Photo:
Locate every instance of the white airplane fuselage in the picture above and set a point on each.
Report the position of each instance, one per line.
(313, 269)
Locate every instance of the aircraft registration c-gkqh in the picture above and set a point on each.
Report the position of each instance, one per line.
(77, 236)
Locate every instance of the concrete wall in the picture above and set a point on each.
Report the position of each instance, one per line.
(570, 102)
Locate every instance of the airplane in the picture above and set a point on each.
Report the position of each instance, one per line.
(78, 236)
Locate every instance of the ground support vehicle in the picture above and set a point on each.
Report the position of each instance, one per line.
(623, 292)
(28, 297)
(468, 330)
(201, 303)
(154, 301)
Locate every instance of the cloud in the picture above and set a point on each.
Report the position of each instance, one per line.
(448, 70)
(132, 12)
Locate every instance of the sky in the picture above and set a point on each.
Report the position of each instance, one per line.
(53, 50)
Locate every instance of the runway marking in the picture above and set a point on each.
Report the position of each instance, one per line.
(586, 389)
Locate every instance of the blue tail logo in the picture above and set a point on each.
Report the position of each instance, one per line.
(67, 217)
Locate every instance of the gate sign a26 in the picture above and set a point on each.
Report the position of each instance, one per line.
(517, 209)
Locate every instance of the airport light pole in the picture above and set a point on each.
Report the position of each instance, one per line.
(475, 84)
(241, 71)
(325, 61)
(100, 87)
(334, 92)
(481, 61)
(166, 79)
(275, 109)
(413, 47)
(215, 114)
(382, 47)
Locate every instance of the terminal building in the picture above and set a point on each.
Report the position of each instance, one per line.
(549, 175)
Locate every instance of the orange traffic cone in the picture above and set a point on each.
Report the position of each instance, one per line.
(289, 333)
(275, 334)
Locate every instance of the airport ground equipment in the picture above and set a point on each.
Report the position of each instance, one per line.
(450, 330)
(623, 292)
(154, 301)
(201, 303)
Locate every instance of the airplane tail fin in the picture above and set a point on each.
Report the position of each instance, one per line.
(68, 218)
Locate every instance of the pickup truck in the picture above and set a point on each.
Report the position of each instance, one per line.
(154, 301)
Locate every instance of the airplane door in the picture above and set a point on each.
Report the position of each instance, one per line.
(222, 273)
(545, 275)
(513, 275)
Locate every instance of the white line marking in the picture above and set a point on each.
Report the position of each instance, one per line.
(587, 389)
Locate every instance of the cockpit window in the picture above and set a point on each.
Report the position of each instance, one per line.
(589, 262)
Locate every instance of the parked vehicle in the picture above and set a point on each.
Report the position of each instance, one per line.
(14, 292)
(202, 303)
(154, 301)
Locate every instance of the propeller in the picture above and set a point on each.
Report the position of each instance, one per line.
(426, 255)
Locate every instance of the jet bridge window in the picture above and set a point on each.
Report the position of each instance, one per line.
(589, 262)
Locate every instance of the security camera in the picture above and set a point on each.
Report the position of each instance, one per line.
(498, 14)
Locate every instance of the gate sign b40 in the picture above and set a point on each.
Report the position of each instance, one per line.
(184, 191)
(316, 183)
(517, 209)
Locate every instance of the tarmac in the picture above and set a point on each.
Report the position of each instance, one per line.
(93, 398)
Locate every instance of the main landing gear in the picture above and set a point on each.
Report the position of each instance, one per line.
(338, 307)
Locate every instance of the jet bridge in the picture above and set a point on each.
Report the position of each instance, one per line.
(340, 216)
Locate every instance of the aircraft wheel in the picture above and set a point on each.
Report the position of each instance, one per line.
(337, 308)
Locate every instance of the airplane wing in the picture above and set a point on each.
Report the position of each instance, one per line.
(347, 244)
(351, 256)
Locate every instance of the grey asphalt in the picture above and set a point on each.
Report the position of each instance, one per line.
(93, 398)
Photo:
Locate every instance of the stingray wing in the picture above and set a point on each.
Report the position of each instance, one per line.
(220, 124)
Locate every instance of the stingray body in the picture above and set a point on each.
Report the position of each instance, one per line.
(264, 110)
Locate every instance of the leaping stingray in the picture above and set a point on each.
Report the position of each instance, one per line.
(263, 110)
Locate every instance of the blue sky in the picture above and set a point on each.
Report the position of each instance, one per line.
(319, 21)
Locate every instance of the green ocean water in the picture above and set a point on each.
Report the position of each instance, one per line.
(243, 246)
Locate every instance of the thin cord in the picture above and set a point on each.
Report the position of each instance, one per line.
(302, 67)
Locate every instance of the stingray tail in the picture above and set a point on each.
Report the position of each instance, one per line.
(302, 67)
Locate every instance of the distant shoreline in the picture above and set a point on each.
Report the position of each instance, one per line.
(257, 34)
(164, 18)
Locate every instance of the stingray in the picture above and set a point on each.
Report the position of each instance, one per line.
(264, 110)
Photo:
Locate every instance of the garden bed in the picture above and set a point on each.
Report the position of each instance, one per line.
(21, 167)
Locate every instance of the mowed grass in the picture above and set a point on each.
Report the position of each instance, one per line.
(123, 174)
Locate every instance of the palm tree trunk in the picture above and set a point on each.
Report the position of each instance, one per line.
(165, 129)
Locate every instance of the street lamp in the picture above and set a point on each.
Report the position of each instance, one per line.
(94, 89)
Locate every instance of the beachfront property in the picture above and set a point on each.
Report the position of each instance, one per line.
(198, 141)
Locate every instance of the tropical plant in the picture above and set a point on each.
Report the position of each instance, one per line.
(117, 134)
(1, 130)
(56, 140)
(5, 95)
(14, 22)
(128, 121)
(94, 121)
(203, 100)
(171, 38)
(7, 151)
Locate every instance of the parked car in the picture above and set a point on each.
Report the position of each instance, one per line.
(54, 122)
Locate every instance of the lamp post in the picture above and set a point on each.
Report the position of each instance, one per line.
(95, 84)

# # # # # # #

**REQUIRED WORK:** Each line above must be printed exactly as it appears.

**FINISHED ANSWER:**
Photo:
Locate every instance of the white airplane fuselage in the picture above and set a point on each.
Report the position of each instance, one per line.
(313, 269)
Locate every instance of the aircraft registration c-gkqh in the picture above and set a point on each.
Report the position of each instance, one per line.
(77, 236)
Locate every instance of the concrete wall in the picture above and set a point on each.
Report the position of each instance, one per line.
(570, 102)
Locate every instance of the airplane in the picture above and set a point on each.
Report the position of each instance, one per line.
(78, 236)
Locate every instance of the ground support vehicle in the picture above and set a point on each.
Report the position of each instance, one per line.
(623, 292)
(28, 297)
(468, 330)
(201, 303)
(154, 301)
Locate every instance of the cloud in the picture above and set a point on each.
Report the position of each instance, one per line.
(448, 70)
(132, 12)
Locate every instance of the sky in the picture above and set a point on each.
Report the position of each instance, one per line.
(53, 50)
Locate every instance of the runway marking in the picture above and set a point on each.
Report the position of each instance, one per line.
(586, 389)
Locate every instance of the blue tail logo in the picture above and set a point on each.
Report the position of each instance, one per line.
(67, 217)
Locate every instance of the gate sign a26 in the picture above and set a point on each.
Report the position of each instance, one per line.
(517, 209)
Locate every instance of the airport light pole in the picture above and set a point on each.
Report the position of each instance, one per line.
(475, 84)
(241, 71)
(325, 61)
(100, 87)
(334, 92)
(481, 61)
(166, 79)
(275, 109)
(413, 47)
(215, 114)
(382, 47)
Locate every instance of the terminal building in the picture above and set a point on each.
Report the position of each instance, one per line.
(549, 175)
Locate every instance of the orange traffic cone in the picture above and set a point on each.
Report the position of each instance, one per line.
(289, 333)
(275, 334)
Locate every instance of the airport ground equipment in the picture above and set a point on each.
Report the position of each instance, one per line.
(450, 330)
(623, 292)
(154, 301)
(201, 303)
Locate every instance of the airplane tail fin in the picture above and set a point on each.
Report the position of each instance, one per line.
(68, 218)
Locate every instance of the pickup truck in the picture above and set a point on each.
Report the position of each instance, one per line.
(154, 301)
Locate every instance of the airplane door in the picture above and set a point on each.
Report the position of each instance, one per line.
(222, 273)
(545, 275)
(513, 275)
Locate every instance of the white line marking in the picture above and set a point on each.
Report the position of each instance, one per line.
(587, 389)
Locate every instance of the cockpit window in the picture above and set a point on each.
Report the position of each instance, one per line.
(589, 262)
Locate every instance of the parked vehicle in the picture above and set a point on each.
Report the position of each instance, one per line.
(14, 292)
(202, 303)
(154, 301)
Locate every instance of the propeller in the picture above and set a point on each.
Report the position of each instance, one per line.
(426, 255)
Locate every instance of the jet bridge window in the picture above and set a point on each.
Report the position of each instance, one per line.
(589, 262)
Locate every instance of the security camera in the picture above and set a point on each.
Report the position of each instance, one per line.
(498, 14)
Locate every instance of the gate sign b40 in the picture above and set a point on each.
Report the position of each instance, one per line.
(184, 191)
(316, 183)
(517, 209)
Locate every instance of the tarmac in the picture above and set a point on each.
Report the position of each instance, one per line.
(93, 398)
Locate every instance of the main landing gear in the picture above and set a point on each.
Report the position of each instance, one per line.
(338, 307)
Locate every instance of the jet bridge in the picture above and set a point on each.
Report the position of each instance, one per line.
(340, 216)
Locate every instance of the aircraft wheel in the picture above and set a point on each.
Report the position of each instance, one per line.
(337, 308)
Locate every instance of the airplane wing in the picture above and set a point on each.
Report the position of each instance, one per line.
(347, 244)
(351, 256)
Locate every instance of the grey asphalt in the picture above and set a point on each.
Report the position of each instance, one per line.
(93, 398)
Photo:
Locate every instance of the stingray wing in the picture above and set a point on each.
Report the position of each instance, one per line.
(220, 124)
Locate every instance of the stingray body in the picture above and set a point on each.
Report the position of each instance, one per line.
(264, 110)
Locate every instance of the leaping stingray in the picture above and set a point on each.
Report the position of each instance, one per line.
(263, 110)
Locate every instance of the blue sky in the picture above and set a point on each.
Report the position of each instance, one per line.
(319, 21)
Locate every instance of the green ocean water in the picture above and set a point on each.
Report the position of each instance, one per line.
(243, 246)
Locate every instance of the thin cord in the picture above and set a point on each.
Report the position of each instance, one per line.
(302, 67)
Locate every instance of the stingray tail in the picture above and set a point on each.
Report the position of each instance, one per line.
(302, 67)
Locate every instance of the distant shoreline in the picture above and set a point on each.
Report the position of each instance, one per line.
(257, 34)
(164, 18)
Locate every instance of the stingray in the picture above and set a point on each.
Report the position of each instance, one per line.
(264, 110)
Photo:
Locate every instance of the garden bed in the picture above and set a point on each.
Report the position of each instance, one per line.
(21, 167)
Locate every instance of the mowed grass in the picture above and set a point on each.
Report the position of each instance, one per line.
(123, 174)
Locate every instance of the palm tree trunk in the picture above and set a point on each.
Report the position of each instance, one per line.
(165, 129)
Locate every instance of the street lamp in the picture above and set a point on each.
Report the position of each instance, one per line.
(94, 89)
Locate every instance of the beachfront property in the picture above and set a point on each.
Report the position of each instance, one per line.
(198, 141)
Locate every instance of the tropical plant in the picture above and set a point on each.
Report the position of each instance, one per line.
(117, 134)
(1, 130)
(56, 140)
(5, 95)
(14, 22)
(128, 121)
(94, 121)
(203, 100)
(171, 38)
(7, 151)
Locate every instance of the parked car in the picture above and set a point on each.
Report the position of each instance, one per line.
(54, 122)
Locate every instance of the lamp post in the picture above and set a point on each.
Report the position of each instance, one per line.
(95, 84)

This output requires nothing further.